Turning your attention to Slide 8. With this significant stream of free cash flow, a unique component of our financial strategy is our ability and willingness to accelerate the return of cash to shareholders through our fixed plus variable dividend framework. Under this framework, Devon’s dividend payout more than doubled in 2022 to a record high of $5.17 per share. Based on our strong fourth quarter financial performance, we announced a fixed-plus-variable dividend of $0.89 per share that is payable in March and includes the benefit of our 11% raise to the fixed dividend. Another priority for our free cash flow is the execution of our ongoing $2 billion share repurchase program. On Slide 9, you can see that we upsized this buyback authorization twice during the year and we bought back $1.3 billion of stock at prices well below the current market level.

Over the past two quarters, our buyback activity has been limited given the large cash outlays associated with our recent acquisitions and our preference to rebuild cash balances to optimize our financial flexibility. As we head into 2023, we expect to be active buyers of our stock, especially if we see trading weakness relative to our peers. On Slide 10, I’d like to give a brief update on our efforts to improve the balance sheet. In the fourth quarter, our cash balances increased by $144 million to total $1.5 billion. With this increased liquidity, Devon exited the quarter with a very healthy net debt-to-EBITDA ratio of only 0.5 turn. Our strong investment-grade financial position provides us the opportunity to return more free cash flow to shareholders and be less aggressive on debt reduction.

# EXERCISE DESCRIPTION:
Answer these questions from the Devon earnings call excerpt:
1. What record dividend payout per share did Devon reach in 2022?
2. How much stock did Devon buy back during the year?
3. What did Devon's cash balances total in the fourth quarter?
Rely solely on the Devon earnings call excerpt above, without drawing on any outside information.

# DATA ENTRIES:
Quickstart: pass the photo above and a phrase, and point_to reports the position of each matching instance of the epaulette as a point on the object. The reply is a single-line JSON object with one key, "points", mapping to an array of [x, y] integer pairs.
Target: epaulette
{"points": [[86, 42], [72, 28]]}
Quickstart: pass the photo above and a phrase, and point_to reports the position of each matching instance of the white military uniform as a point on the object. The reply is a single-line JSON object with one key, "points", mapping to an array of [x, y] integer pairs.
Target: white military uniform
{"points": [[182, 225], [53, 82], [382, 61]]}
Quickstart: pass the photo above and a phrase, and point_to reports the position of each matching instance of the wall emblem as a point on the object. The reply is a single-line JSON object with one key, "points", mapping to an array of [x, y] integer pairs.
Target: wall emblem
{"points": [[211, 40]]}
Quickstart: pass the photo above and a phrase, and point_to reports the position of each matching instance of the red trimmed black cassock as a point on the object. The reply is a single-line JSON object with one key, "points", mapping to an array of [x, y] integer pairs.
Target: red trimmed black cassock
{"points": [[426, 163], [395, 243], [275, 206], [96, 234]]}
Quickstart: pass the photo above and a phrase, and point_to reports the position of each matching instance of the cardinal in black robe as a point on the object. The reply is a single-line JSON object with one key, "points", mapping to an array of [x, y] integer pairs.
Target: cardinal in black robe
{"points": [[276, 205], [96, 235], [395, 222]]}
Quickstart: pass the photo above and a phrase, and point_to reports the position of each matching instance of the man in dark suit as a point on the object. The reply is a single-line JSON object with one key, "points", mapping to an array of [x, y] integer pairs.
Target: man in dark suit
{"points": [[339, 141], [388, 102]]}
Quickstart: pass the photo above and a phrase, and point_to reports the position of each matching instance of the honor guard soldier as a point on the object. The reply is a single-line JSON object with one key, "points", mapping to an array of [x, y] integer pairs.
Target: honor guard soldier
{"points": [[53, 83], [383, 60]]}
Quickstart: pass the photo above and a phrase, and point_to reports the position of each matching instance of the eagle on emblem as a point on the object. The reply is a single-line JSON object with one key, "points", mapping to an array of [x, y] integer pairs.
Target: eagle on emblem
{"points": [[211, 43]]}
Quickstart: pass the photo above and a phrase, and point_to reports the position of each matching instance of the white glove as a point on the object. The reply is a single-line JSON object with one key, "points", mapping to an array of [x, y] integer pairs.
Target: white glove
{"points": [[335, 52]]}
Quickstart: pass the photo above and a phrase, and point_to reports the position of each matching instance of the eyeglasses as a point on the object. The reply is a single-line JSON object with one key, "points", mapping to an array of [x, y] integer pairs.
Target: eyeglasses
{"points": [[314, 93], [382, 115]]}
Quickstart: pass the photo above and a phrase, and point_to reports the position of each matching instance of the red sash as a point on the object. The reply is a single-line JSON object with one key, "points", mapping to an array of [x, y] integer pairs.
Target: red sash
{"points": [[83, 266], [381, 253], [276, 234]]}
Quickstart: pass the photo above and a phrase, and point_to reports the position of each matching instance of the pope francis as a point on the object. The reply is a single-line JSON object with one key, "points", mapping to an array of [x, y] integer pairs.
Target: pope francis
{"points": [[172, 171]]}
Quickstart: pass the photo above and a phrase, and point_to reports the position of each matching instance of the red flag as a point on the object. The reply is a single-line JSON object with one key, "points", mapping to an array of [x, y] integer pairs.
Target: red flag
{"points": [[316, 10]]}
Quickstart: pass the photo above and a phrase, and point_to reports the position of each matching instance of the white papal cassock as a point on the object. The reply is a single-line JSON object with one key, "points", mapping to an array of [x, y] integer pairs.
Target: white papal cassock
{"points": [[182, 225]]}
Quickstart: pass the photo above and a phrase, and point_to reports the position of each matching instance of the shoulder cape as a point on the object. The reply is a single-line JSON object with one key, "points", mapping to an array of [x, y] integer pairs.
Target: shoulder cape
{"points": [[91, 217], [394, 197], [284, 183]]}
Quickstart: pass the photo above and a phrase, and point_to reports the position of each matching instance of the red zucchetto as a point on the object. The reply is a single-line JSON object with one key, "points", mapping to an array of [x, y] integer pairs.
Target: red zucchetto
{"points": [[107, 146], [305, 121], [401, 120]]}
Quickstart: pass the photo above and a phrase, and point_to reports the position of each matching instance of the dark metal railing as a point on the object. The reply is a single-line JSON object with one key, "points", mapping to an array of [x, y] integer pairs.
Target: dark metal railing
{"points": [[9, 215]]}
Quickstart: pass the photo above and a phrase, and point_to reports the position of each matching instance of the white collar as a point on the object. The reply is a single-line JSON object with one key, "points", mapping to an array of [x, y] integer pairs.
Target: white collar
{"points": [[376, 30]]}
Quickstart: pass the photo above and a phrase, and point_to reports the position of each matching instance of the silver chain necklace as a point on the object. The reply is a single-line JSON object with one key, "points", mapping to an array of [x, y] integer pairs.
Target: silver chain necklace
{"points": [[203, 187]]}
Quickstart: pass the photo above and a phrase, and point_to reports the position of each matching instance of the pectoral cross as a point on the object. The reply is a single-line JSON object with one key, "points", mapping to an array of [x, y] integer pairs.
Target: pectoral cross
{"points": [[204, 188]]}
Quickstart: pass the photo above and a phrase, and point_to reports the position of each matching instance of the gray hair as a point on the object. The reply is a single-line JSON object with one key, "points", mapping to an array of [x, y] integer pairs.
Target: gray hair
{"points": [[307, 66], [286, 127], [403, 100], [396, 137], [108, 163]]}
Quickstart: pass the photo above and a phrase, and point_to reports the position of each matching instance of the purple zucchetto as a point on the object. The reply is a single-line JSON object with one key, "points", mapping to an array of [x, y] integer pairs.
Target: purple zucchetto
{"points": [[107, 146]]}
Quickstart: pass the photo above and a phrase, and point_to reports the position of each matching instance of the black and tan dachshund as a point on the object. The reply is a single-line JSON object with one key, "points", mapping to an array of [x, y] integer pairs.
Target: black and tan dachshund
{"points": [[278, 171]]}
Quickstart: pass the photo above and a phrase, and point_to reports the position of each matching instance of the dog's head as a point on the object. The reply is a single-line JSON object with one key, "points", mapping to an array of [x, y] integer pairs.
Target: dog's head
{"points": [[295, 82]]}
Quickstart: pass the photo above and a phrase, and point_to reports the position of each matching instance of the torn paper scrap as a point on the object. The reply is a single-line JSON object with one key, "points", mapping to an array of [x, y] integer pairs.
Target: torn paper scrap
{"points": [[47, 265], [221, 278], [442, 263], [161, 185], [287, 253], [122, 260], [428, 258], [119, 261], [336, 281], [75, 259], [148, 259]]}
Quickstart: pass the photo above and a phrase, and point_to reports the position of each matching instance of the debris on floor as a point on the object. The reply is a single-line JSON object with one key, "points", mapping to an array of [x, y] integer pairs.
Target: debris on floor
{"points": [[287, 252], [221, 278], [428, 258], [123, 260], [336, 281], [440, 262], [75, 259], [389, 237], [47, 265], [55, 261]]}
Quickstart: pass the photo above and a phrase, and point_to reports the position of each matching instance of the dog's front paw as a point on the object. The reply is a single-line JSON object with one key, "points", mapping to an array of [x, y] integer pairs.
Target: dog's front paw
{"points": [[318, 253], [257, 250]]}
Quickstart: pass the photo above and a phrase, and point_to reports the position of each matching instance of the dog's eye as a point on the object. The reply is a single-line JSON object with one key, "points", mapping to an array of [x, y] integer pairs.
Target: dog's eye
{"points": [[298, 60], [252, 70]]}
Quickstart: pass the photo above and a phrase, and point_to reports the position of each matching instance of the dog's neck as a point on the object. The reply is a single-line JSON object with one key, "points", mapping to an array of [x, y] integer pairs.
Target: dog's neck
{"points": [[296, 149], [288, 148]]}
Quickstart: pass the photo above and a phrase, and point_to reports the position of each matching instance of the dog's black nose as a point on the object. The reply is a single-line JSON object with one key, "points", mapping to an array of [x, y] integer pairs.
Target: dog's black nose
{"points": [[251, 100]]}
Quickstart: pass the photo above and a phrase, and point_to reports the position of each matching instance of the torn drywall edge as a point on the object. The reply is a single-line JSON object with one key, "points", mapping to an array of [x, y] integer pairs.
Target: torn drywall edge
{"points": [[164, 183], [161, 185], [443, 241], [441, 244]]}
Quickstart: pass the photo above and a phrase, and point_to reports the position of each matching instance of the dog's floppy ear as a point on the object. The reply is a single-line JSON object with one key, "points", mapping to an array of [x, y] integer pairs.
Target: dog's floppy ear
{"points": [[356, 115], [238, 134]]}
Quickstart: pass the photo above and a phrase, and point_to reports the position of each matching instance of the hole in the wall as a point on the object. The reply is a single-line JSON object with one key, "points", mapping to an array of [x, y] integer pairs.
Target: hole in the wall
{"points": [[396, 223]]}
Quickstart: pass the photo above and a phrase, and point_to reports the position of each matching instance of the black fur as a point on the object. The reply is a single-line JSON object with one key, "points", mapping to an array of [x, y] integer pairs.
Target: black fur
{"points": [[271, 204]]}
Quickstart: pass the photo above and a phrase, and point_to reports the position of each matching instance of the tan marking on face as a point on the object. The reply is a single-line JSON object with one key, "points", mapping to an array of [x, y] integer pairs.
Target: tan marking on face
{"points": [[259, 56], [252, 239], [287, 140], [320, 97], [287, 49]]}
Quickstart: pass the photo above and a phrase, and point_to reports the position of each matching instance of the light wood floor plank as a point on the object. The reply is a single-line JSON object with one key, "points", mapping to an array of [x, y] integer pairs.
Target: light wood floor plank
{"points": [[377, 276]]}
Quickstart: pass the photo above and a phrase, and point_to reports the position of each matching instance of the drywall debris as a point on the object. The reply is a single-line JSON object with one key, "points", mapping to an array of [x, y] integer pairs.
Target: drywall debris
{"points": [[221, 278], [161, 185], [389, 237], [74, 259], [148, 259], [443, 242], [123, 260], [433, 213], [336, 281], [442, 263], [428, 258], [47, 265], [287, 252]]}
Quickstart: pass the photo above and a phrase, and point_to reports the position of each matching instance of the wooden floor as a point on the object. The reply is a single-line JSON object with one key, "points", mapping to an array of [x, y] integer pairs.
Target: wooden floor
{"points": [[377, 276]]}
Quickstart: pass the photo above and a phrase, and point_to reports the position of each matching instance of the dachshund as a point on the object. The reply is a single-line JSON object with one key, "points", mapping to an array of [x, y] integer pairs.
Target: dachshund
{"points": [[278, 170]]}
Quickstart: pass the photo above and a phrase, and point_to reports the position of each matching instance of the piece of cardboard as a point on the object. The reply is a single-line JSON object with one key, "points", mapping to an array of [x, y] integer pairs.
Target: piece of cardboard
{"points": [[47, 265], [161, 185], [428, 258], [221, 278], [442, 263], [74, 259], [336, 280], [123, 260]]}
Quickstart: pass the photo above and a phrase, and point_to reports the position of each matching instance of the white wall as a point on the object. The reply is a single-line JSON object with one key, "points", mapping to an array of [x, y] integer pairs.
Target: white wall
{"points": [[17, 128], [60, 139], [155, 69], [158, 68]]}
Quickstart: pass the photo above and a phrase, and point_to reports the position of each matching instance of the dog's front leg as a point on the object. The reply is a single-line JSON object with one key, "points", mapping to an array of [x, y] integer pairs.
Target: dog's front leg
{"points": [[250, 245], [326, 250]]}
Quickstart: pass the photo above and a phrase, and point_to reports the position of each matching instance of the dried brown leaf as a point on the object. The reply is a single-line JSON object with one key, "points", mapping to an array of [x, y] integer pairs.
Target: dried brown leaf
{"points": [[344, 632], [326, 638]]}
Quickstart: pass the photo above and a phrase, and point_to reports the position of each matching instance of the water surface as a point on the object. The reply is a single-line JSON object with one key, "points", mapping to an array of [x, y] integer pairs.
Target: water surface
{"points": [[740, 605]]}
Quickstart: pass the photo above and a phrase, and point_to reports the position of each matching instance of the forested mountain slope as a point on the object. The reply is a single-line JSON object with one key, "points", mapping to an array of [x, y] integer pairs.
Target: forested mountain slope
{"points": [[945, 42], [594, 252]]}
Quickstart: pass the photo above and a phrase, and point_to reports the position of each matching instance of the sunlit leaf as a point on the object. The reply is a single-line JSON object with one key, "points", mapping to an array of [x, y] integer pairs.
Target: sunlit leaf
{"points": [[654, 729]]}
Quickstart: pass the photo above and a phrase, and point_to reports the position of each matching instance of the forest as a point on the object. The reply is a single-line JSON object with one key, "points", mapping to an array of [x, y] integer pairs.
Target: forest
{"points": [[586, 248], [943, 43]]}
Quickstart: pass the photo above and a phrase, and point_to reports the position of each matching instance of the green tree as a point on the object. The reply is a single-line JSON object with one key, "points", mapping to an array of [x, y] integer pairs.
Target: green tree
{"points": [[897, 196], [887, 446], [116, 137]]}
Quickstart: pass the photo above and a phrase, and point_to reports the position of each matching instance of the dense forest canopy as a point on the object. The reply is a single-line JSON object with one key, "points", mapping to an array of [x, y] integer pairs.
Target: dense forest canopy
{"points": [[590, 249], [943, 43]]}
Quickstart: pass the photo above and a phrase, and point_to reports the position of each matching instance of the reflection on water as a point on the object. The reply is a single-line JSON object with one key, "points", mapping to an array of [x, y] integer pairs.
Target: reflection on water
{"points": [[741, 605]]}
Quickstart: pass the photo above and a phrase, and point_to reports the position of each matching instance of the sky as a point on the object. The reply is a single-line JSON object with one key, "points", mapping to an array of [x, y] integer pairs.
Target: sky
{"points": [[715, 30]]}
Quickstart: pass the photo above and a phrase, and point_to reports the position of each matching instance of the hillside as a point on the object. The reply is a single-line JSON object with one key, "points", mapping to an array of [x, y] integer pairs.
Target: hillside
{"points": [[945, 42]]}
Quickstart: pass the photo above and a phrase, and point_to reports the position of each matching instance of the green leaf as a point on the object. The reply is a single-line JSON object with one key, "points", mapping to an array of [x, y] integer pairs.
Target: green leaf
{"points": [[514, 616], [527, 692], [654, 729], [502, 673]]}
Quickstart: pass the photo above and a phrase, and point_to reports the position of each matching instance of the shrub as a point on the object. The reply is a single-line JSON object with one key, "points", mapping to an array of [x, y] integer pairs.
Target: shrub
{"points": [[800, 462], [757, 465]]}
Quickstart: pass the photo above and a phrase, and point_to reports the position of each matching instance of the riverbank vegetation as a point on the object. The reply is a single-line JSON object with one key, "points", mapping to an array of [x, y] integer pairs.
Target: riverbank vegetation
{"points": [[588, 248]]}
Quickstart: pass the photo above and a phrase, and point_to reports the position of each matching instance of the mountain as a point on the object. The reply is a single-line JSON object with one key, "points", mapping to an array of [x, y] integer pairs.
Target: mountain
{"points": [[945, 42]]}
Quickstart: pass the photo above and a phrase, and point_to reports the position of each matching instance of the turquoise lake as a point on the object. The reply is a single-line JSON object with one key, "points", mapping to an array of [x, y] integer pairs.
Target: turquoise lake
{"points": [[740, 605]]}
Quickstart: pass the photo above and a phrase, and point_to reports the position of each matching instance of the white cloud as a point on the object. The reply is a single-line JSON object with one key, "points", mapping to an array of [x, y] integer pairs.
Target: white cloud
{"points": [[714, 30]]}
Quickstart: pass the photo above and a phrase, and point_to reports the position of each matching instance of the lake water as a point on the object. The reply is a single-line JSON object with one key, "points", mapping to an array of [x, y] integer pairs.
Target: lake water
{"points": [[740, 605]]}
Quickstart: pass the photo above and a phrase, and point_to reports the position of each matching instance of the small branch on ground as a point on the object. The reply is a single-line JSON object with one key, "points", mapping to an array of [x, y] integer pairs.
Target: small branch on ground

# COMPLETED EXERCISE:
1. $5.17 per share
2. $1.3 billion
3. $1.5 billion